Trecho para leitura:
###
Volta e meia, viajo à margem direita - de quem olha - aqui do Liberdade de Expressão e me reencontro com o que Ivo Patarra nos conta em seu livro ainda não-editado "O Chefe", sobre o que há de mais reles e calhorda na história brasileira contemporânea.
Hoje, 1° de Abril de 2005... Daqui a exatamente trinta dias, vai estourar o escândalo do mensalão. Nesse meio tempo, o Supremo Tribunal Federal vai abrir inquérito criminal para investigar mais um ministro de Lula: Romero Jucá, do partido da carona em Roraima.
Os arautos do passado anunciam que recairá sobre ele a suspeita de fazer uso irregular de empréstimos do Basa - Banco da Amazônia, em favor de um frigorífico de sua propriedade. Dizem que mesmo recebendo dinheiro para fazer a Frangonorte cantar de galo, Jucá não fez o negócio funcionar. O mais pesado dessa mala sem alça é que os empréstimos teriam chegado a seu bolso mediante fraude, robustecidos pela garantia de sete fazendas que - vejam só! - não existiriam.
E assim se passaram cinco anos de impunidade absoluta. Daqui em diante vamos ao relato direto de Ivo Patarra:
Lula decidira nomear Romero Jucá, apesar das denúncias que pesavam sobre ele: além do empréstimo bancário que escancarara propriedades rurais fantasmas, havia acusações de desvio de verbas públicas, compra de votos, transações suspeitas com emissoras de rádio e televisão em nome de laranjas e até a contratação ilegal de empresas de limpeza em Boa Vista.
###
Trechos dos registros:
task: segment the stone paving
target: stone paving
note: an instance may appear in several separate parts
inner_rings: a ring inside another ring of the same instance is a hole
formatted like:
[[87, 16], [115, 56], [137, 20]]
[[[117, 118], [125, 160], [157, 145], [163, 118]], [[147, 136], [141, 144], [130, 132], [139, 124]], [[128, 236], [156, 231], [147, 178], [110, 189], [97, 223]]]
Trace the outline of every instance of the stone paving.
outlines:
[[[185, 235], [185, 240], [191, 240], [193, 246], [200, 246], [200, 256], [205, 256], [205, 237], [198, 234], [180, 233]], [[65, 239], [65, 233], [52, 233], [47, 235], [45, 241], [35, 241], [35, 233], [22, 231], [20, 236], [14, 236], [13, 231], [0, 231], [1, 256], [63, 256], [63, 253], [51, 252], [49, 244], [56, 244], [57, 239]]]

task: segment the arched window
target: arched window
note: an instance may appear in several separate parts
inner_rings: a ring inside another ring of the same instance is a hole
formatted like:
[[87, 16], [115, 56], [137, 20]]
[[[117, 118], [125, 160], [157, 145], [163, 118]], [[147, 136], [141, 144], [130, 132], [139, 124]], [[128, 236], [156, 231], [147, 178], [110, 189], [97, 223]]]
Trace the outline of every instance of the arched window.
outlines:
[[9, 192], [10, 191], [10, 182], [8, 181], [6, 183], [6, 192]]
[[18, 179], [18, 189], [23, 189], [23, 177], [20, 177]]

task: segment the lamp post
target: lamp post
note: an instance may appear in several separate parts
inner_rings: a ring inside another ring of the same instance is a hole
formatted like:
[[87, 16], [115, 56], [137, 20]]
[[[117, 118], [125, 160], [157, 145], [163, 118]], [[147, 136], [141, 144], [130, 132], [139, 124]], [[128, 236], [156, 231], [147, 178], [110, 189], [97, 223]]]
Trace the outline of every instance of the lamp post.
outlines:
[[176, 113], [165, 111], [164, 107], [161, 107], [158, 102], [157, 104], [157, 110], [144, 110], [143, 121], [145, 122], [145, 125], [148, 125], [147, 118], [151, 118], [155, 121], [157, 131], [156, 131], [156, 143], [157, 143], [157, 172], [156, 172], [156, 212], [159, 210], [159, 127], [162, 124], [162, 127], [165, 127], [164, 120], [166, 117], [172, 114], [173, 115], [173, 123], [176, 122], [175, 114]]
###
O que fazer:
A. Resuma em forma de lista o parágrafo do texto sobre Romero Jucá que começa com "Os arautos do passado", mantendo os fatos principais.
B. No texto sobre Romero Jucá, qual banco teria concedido os empréstimos ao frigorífico?
C. Escreva a continuação do texto sobre Romero Jucá a partir do ponto em que ele termina.

Respostas por tarefa:
A.
- Jucá seria suspeito de uso irregular de empréstimos do Basa (Banco da Amazônia) em favor de um frigorífico seu.
- Mesmo recebendo o dinheiro, não teria feito a Frangonorte funcionar.
- Os empréstimos teriam chegado ao bolso dele por fraude.
- A garantia seriam sete fazendas que não existiriam.

B. O Basa, Banco da Amazônia.

C.
A capital de Roraima era administrada pela prefeita Teresa Jucá, mulher de Romero Jucá. As empresas investigadas fraudariam o peso do lixo para aumentar o faturamento. O Ministério Público descobriu até o caso de um cachorro morto, recolhido pelo serviço de coleta de lixo de Boa Vista. Pesava 400 quilos...
Romero Jucá não se sustentou no cargo. Deixou de ser ministro, mas voltou forte no segundo mandato de Lula como líder do governo no Senado. Enrolou-se novamente. No final de 2007, a Polícia Federal deflagrou a Operação Metástase, a fim de debelar um esquema de fraudes na Funasa (Fundação Nacional de Saúde, do Ministério da Saúde).
Entre os mais de 30 presos, acusados de desviar R$ 34 milhões, estava o coordenador da Funasa em Roraima, ex-deputado Ramiro José Teixeira. Ele fora nomeado para chefiar o órgão por indicação de Jucá, dois anos antes. De acordo com as investigações, era o líder do esquema de corrupção.
A Funasa deveria cuidar de saneamento básico e da assistência à saúde de populações indígenas. As fraudes tinham origem em verbas federais provenientes de emendas parlamentares da bancada de Roraima no Congresso.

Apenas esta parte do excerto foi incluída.